L’État se repositionnera face à l’activité économique. Plutôt que de chercher à
se substituer aux entreprises, il investira dans les citoyens. Parallèlement à
des investissements accrus en formation professionnelle et technique, nous
allons consacrer des investissements sans précédent pour accompagner ceux qui
ont besoin d’aide pour intégrer le marché du travail et sortir de la pauvreté.
Nous allons attendre des efforts de ceux qui sont en mesure de les fournir et
nous allons valoriser leurs efforts. Il sera toujours plus payant de travailler
que de ne pas travailler. Nous allons revoir l’ensemble des programmes
d’incitation au travail et de soutien au revenu afin de véritablement ouvrir les
portes d’une vie meilleure aux travailleurs à faible revenu et aux prestataires
de l’aide sociale.
Le Québec a besoin de l’effort de tous ceux qui sont en mesure d’en fournir. En
quatre ans, le Québec devra combler 640 000 postes laissés vacants par des
départs à la retraite ou créés par la croissance de notre économie. C’est un des
défis les plus importants auxquels nous faisons face. Nous voulons la
participation du plus grand nombre possible. Nous avons besoin des idées et des
talents de tous les Québécois.
Nous voulons notamment une plus grande participation des personnes handicapées.
25 ans après la création de l’Office des personnes handicapées du Québec, nous
allons améliorer la loi qui assure le respect des droits de ces personnes,
conformément à notre engagement. Nous allons aussi réviser les programmes
destinés à ces personnes. Nous allons les seconder plus activement dans la
conquête de leur autonomie et dans leur pleine contribution à notre devenir.
Nous serons par ailleurs solidaires de nos concitoyens inaptes au travail. Nous
améliorerons leurs conditions de vie. Notre gouvernement sera aussi un
gouvernement de compassion.
M. le Président, le Québec, c’est aussi et beaucoup… fondamentalement, c’est
nos régions. Elles sont au coeur de notre identité, elles sont aussi au coeur de
notre mission. Les citoyens des régions du Québec seront parmi les premiers
bénéficiaires de la réingénierie de l’État québécois. La réorganisation de
l’État fera entrer le gouvernement du Québec dans l’époque des partenariats et
de la confiance réciproque. Nous ferons confiance aux citoyens des régions.
Nous allons conclure avec chacune des régions du Québec des ententes de
partenariat. En vertu de ces ententes, les régions assumeront des pouvoirs et
des responsabilités en fonction de leur volonté et de leur capacité de les
assumer. Ces responsabilités et les ressources afférentes seront administrées
par des élus des régions. Ils bénéficieront de sources de financement
diversifiées et rendront compte à l’Assemblée nationale de l’utilisation de
l’argent public. Ils auront la marge de manoeuvre requise pour travailler en
fonction de leurs priorités propres et au développement de leur région. Nous
ferons confiance enfin aux citoyens des régions du Québec.

-=-=-

Exercice 1 — Pour chaque affirmation, dites par oui ou par non si elle s'accorde avec le texte proposé, et citez les mots du texte qui le montrent. (a) Le Québec devra combler 640 000 postes en quatre ans. (b) Les ressources confiées aux régions seront gérées par des fonctionnaires de l'État. (c) L'État cherchera à prendre la place des entreprises.
Exercice 2 — D'après le texte proposé, combien d'années se sont écoulées depuis la création de l'Office des personnes handicapées du Québec ?
Exercice 3 — Recopiez le texte proposé de « Nous voulons notamment » à « gouvernement de compassion. », en remplaçant « autonomie » par « indépendance ».

Données affichées —
-=-=-

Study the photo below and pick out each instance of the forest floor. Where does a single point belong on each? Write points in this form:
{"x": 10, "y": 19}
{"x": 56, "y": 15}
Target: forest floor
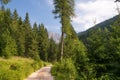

-=-=-

Bonne réponse 1 —
(a) Oui : « En quatre ans, le Québec devra combler 640 000 postes laissés vacants par des départs à la retraite ou créés par la croissance de notre économie. »
(b) Non : « Ces responsabilités et les ressources afférentes seront administrées par des élus des régions. »
(c) Non : « Plutôt que de chercher à se substituer aux entreprises, il investira dans les citoyens. »

Bonne réponse 2 — 25 ans.

Bonne réponse 3 —
Nous voulons notamment une plus grande participation des personnes handicapées.
25 ans après la création de l’Office des personnes handicapées du Québec, nous
allons améliorer la loi qui assure le respect des droits de ces personnes,
conformément à notre engagement. Nous allons aussi réviser les programmes
destinés à ces personnes. Nous allons les seconder plus activement dans la
conquête de leur indépendance et dans leur pleine contribution à notre devenir.
Nous serons par ailleurs solidaires de nos concitoyens inaptes au travail. Nous
améliorerons leurs conditions de vie. Notre gouvernement sera aussi un
gouvernement de compassion.